▶ **GOAL 1**
Retype everything in the Oracle and Sun merger article from "Despite the complexity" down to "analyst Dana Gardner.", keeping each character unchanged.

**** SOURCE PASSAGE

How Oracle and Sun can get their act together

Despite the complexity involved in merging companies of such colossal size, the process should be a smooth one for Oracle’s US$7.4B takeover of Sun Microsystems, analysts said Tuesday.

“Oracle has demonstrated ability in taking very complex mergers and doing well by them,” said Interarbor Solutions president and principal analyst Dana Gardner.

Not only does Oracle have a good track record with previous acquisitions of JD Edwards, PeopleSoft, BEA, Hyperion and others, the physical proximity to Sun will also help, he noted.

“These two companies are literally only a 20 minutes drive apart in California, so they are really just a stone’s throw away,” said Gardner. “Their campuses are very centrally organized in terms of their leadership and so there’s synergy there as well.”

Unlike Oracle’s previous acquisitions, the merger is not about taking up market share and consuming competitors, according to Info-Tech SVP James Alexander. The acquisition more complimentary than competitive in nature because the product offerings are already in Oracle’s solutions stack, he said.

Sun has stronger R&D, but Oracle has a larger and deeper sales force, according to Gardner. “There’s obviously a complimentary fit on those two areas, not a lot of redundancy,” he said.

Gardner suggested Oracle could improve its position in both areas by keeping Oracle as the predominant sales organization and making Sun the R&D arm.

Oracle is a pretty innovative company for R&D, but Alexander expects budgets will be trimmed. Oracle spent $2 billion last year on R&D, while Sun spent $3 billion, he pointed out. “Five billion is a lot on R&D and while it’s certainly in their interest to keep innovating, I expect to see that trimmed.”

********

▶ **GOAL 2**
Pull out every line of the records that contains the string "wheel", treating uppercase and lowercase as different.

**** DATA EXCERPTS

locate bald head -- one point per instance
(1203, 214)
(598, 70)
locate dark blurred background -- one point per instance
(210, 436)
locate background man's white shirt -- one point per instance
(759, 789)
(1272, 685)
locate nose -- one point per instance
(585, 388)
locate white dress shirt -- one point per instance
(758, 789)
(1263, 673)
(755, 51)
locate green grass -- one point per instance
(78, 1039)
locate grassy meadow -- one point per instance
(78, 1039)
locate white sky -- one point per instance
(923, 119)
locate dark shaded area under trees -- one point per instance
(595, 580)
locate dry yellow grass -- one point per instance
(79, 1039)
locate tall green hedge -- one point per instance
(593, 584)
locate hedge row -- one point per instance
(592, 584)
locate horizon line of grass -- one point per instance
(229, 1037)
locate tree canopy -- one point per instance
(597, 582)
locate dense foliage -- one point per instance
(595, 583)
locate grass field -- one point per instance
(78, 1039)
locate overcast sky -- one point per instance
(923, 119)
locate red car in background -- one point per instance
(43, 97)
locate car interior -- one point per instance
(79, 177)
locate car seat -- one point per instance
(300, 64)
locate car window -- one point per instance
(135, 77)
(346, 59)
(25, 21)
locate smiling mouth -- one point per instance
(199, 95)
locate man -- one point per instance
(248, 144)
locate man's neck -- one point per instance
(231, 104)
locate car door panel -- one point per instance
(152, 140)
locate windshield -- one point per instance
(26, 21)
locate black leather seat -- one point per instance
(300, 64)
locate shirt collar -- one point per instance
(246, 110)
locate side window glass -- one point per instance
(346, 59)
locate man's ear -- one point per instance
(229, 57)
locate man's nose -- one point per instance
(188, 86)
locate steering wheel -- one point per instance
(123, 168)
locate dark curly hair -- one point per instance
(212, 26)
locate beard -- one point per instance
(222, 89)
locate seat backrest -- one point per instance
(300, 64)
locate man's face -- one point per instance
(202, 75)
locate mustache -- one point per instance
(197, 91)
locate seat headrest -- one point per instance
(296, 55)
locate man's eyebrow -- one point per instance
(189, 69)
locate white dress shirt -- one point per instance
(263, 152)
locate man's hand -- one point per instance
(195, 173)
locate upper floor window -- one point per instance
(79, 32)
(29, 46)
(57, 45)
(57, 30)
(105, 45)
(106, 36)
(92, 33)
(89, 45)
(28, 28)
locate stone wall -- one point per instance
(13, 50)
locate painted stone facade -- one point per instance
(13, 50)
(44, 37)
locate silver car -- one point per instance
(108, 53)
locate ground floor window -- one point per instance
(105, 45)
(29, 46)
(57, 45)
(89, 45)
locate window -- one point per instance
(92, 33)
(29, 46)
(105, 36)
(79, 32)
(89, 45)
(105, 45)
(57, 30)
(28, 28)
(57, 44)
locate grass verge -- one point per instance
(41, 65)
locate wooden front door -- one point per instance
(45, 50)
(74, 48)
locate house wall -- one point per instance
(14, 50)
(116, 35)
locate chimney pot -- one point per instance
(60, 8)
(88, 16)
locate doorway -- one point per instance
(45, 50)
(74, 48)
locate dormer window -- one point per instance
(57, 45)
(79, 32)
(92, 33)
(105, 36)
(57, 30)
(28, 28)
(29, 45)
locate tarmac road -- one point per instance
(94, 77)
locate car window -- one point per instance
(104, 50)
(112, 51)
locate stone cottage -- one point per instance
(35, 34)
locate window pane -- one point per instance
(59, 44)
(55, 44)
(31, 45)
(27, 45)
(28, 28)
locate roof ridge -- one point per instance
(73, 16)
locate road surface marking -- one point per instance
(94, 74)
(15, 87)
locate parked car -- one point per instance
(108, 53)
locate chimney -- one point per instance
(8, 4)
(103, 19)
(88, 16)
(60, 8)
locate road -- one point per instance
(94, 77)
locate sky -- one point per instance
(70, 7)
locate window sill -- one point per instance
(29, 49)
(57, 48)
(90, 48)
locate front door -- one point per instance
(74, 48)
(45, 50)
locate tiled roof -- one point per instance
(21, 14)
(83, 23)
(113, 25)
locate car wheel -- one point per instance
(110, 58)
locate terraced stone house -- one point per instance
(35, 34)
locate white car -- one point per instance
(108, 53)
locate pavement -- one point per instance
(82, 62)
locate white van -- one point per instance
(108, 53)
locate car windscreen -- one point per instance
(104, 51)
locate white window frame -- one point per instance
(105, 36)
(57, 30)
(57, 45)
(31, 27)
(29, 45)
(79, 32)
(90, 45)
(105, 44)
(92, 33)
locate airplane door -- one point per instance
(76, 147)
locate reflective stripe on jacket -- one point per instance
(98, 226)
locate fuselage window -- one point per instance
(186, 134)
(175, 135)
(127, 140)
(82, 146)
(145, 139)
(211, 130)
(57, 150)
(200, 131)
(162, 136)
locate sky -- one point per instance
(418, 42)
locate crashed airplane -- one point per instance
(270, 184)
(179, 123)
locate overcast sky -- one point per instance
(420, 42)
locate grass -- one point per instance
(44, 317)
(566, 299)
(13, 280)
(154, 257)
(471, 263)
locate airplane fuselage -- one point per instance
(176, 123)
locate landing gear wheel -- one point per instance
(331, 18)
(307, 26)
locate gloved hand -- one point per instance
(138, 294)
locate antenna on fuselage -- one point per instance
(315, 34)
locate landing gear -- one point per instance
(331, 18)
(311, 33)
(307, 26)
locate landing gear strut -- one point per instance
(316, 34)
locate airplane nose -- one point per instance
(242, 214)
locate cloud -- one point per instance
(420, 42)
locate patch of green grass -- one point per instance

********

▶ **EXERCISE RESPONSE 1**
Despite the complexity involved in merging companies of such colossal size, the process should be a smooth one for Oracle’s US$7.4B takeover of Sun Microsystems, analysts said Tuesday.

“Oracle has demonstrated ability in taking very complex mergers and doing well by them,” said Interarbor Solutions president and principal analyst Dana Gardner.

▶ **EXERCISE RESPONSE 2**
locate steering wheel -- one point per instance
locate car wheel -- one point per instance
locate landing gear wheel -- one point per instance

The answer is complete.